Mark Keroack

BOARD DIVERSITY

How You Can Advance Your Board Diversity Strategies

Focused conversations and leadership support can engage boards on diversity

By Sue Ellen Wagner

Interview

I recently spoke with Mark Keroack, M.D., about the importance of community partnerships, diversity efforts and board diversity recruitment strategies. Mark is the president and chief executive officer of Baystate Health, headquartered in Springfield, Mass.

Sue Ellen Wagner: Please describe Baystate Health’s role in diversity and include any community partnerships that your organization is engaged in to strengthen these efforts.

Mark Keroack: When looking at any initiative that we embark on, we always start with our mission, which centers on community health. Because of the segregation by race and ethnicity in Western Massachusetts, for us to really fulfill our mission of taking care of all the communities we serve, we need to address health care disparities by race and ethnicity.

We’ve been studying this for many years and sponsor a public health institute that has articulated the differences between various communities in life expectancy and chronic disease prevalence. We have made big investments in population health and accountable care in Western Massachusetts to address these disparities. Adjusting our care delivery to the different communities we serve has been critical to being successful.

**Exercise details**.
Using the interview on board diversity, explain in one to three sentences why Baystate Health considers it necessary to address health care disparities by race and ethnicity.

**Dataset content**.
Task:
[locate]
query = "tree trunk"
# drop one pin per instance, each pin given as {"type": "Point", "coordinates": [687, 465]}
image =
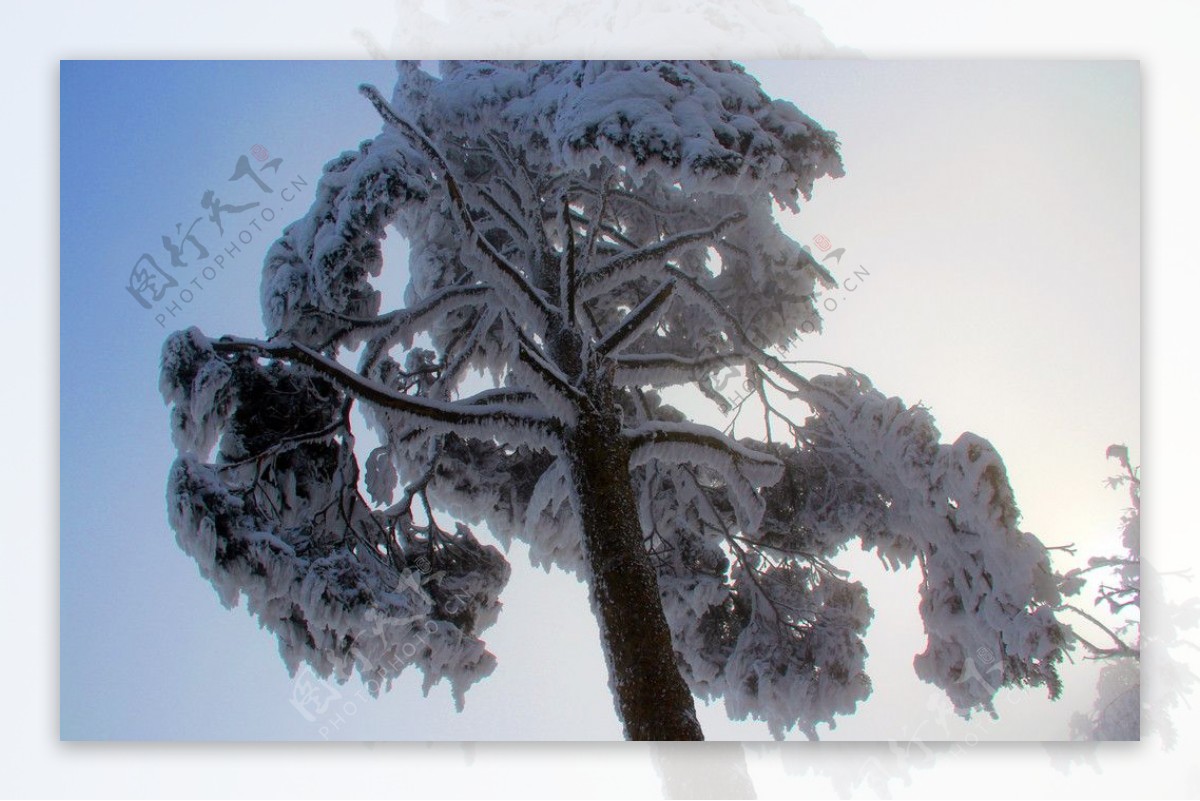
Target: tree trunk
{"type": "Point", "coordinates": [653, 700]}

**Exercise answer**.
Baystate Health's mission centers on community health, and Western Massachusetts is segregated by race and ethnicity. To fulfill its mission of taking care of all the communities it serves, the organization must address health care disparities by race and ethnicity.